== SUPPLIED DATA ==
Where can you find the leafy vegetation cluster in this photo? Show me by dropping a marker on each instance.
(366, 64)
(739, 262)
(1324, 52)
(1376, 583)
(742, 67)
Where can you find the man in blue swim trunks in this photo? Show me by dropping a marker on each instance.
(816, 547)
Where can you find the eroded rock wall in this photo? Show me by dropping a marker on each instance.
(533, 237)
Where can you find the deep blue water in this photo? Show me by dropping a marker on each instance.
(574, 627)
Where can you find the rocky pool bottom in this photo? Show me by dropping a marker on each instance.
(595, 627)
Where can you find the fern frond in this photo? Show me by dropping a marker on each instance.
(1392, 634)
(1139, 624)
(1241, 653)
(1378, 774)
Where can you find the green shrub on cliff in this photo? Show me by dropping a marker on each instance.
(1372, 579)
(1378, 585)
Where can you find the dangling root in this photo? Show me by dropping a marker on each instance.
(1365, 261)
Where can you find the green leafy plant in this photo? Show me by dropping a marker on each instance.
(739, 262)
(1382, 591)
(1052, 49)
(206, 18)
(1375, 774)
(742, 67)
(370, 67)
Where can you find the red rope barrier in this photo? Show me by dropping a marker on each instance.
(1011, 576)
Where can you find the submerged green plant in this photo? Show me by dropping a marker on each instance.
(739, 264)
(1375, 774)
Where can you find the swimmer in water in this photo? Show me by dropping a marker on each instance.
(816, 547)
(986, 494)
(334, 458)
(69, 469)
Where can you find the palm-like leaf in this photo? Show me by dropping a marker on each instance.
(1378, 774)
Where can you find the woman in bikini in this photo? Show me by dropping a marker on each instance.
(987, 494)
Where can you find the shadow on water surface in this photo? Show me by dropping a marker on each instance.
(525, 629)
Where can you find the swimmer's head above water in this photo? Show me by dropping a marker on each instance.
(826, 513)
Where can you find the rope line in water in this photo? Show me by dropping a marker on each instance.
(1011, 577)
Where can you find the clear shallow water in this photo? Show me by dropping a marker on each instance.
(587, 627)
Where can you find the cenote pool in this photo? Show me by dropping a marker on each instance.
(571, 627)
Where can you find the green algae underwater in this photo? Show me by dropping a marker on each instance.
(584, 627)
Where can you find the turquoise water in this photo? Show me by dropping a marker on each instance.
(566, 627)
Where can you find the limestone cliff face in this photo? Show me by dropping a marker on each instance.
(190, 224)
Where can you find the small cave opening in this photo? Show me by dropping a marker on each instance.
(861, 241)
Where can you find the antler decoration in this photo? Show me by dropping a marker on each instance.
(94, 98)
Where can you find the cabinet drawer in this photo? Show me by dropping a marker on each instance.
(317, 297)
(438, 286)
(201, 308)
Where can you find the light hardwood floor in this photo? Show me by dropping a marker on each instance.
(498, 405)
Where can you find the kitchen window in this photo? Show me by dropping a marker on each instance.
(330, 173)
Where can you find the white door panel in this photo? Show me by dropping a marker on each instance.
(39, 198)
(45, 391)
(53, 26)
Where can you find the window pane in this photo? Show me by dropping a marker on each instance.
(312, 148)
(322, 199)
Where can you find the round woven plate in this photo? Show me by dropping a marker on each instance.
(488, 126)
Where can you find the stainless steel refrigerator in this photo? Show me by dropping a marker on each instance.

== EXERCISE OBJECTIVE ==
Without changing a single character, repeat each record.

== ANSWER TO THE EXERCISE ==
Where can you find the leafy vegetation cluster in this photo? Show me by dropping a marker on each instance.
(366, 64)
(739, 262)
(1324, 52)
(1376, 583)
(742, 67)
Where can you find the man in blue swim trunks in this photo? Show me by dropping a marker on each instance.
(816, 547)
Where can you find the eroded rock wall in this photo? Show me by dropping a marker on each instance.
(533, 237)
Where can you find the deep blue water in this photo? Show me by dropping a marker on each instance.
(574, 627)
Where can you find the rocky pool bottom in this photo? Show me by dropping a marker on each instance.
(595, 627)
Where can you find the fern frond in this photo? Show me by dropping a marker on each instance.
(1392, 634)
(1139, 624)
(1241, 653)
(1378, 774)
Where can you find the green shrub on cliff in this photo? Show me by dropping a marker on each instance.
(1372, 579)
(1378, 585)
Where can you find the dangling root in this photo? Show me by dropping a marker on each instance.
(1365, 261)
Where can you find the green leafy plant in this photo? Show me by dropping a marker on each instance.
(739, 262)
(1382, 591)
(1052, 49)
(206, 18)
(1375, 774)
(742, 67)
(370, 67)
Where can you find the red rope barrier in this photo? Show me by dropping a marker on each instance.
(1011, 576)
Where can you find the submerged green plant in this photo? Show me by dropping a marker on each instance.
(739, 264)
(1375, 774)
Where can you find the swimmer in water in this photo? Show me by dropping a marker on each instance.
(816, 547)
(986, 494)
(334, 458)
(69, 469)
Where can you find the palm-like leaf in this photo? Show me by dropping a marker on each instance.
(1378, 774)
Where can you find the woman in bikini in this photo? Show me by dropping a marker on each instance.
(987, 494)
Where can you find the shadow on water surface in this photo? Show me by dropping a marker on each instance.
(525, 629)
Where can you find the swimmer's head above water in this photo? Show me by dropping a marker on each instance.
(826, 513)
Where can you find the rope line in water in this photo? Show me by dropping a marker on each instance.
(1011, 577)
Where can you find the clear shallow water in this photo? Show me by dropping a marker on each instance.
(587, 627)
Where can you find the cenote pool in this photo? Show me by dropping a marker on each instance.
(571, 627)
Where can you find the green algae underwater in this photo? Show me by dropping a marker on each instance.
(584, 627)
Where can you find the turquoise water in this photo? Show me by dropping a marker on each instance.
(566, 627)
Where can you find the limestone cliff face in this photo? Show me by dropping a marker on each instance.
(190, 224)
Where can you find the small cave opening in this photo? Show me by dropping a marker on each instance.
(861, 241)
Where can you find the antler decoration in this photo? Show me by dropping a marker on each instance.
(94, 98)
Where can you find the cabinet drawer in this photo? Show me by dropping a marker on each instance.
(317, 297)
(438, 286)
(201, 308)
Where can you find the light hardwood floor in this photo? Show me by dropping a marker on each instance.
(498, 405)
Where can you find the kitchen window in this photo? Show me by dropping a marker on each instance.
(330, 173)
Where can you find the white door panel in this photo? Show me by dropping a marker on each instance.
(39, 198)
(45, 391)
(53, 26)
Where can you find the window pane in this photo? Show me by dropping a marker on each instance.
(312, 148)
(322, 199)
Where can you find the round woven plate in this photo? Show me by dropping a marker on each instance.
(488, 126)
Where can you find the stainless steel refrigerator in this photo? Show me by dropping a marker on each instance.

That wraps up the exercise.